WHAT THE TASK REQUIRES:
Reproduce every one of the following rows verbatim, line for line, with no changes.

GIVEN ENTRIES:

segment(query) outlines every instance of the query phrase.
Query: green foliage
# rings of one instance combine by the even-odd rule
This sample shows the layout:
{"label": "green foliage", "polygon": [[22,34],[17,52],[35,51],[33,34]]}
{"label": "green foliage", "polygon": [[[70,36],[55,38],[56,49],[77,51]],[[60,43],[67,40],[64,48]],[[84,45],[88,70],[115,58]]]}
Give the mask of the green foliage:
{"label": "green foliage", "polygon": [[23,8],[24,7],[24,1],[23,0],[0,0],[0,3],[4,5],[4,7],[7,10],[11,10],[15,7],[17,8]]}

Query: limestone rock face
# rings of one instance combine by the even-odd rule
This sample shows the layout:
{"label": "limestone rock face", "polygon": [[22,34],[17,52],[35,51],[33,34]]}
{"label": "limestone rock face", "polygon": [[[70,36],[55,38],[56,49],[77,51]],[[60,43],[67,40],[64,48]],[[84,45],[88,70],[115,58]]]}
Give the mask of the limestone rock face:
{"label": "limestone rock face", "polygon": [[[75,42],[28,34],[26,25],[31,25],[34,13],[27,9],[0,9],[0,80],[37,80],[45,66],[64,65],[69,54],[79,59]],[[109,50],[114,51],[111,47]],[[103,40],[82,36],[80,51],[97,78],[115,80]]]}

ANSWER TO THE EXERCISE:
segment(query) outlines every instance of the query phrase.
Query: green foliage
# rings of one instance combine by the even-odd rule
This sample shows the layout:
{"label": "green foliage", "polygon": [[22,34],[17,52],[35,51],[33,34]]}
{"label": "green foliage", "polygon": [[[70,36],[55,38],[56,49],[77,51]],[[60,43],[67,40],[64,48]],[[84,45],[88,70],[115,58]]]}
Give the mask of the green foliage:
{"label": "green foliage", "polygon": [[23,8],[24,7],[24,1],[23,0],[0,0],[0,3],[4,5],[4,7],[7,10],[11,10],[15,7],[17,8]]}

Query: limestone rock face
# rings of one instance combine by the even-odd rule
This sample shows the layout:
{"label": "limestone rock face", "polygon": [[22,34],[17,52],[35,51],[33,34]]}
{"label": "limestone rock face", "polygon": [[[70,36],[55,38],[56,49],[77,51]],[[60,43],[67,40],[64,48]],[[84,45],[88,70],[115,58]]]}
Give the mask of the limestone rock face:
{"label": "limestone rock face", "polygon": [[[75,42],[28,34],[26,25],[31,25],[34,13],[27,9],[0,9],[0,80],[37,80],[45,66],[64,65],[69,54],[79,59]],[[109,50],[114,51],[111,47]],[[103,40],[82,36],[80,51],[97,78],[115,80]]]}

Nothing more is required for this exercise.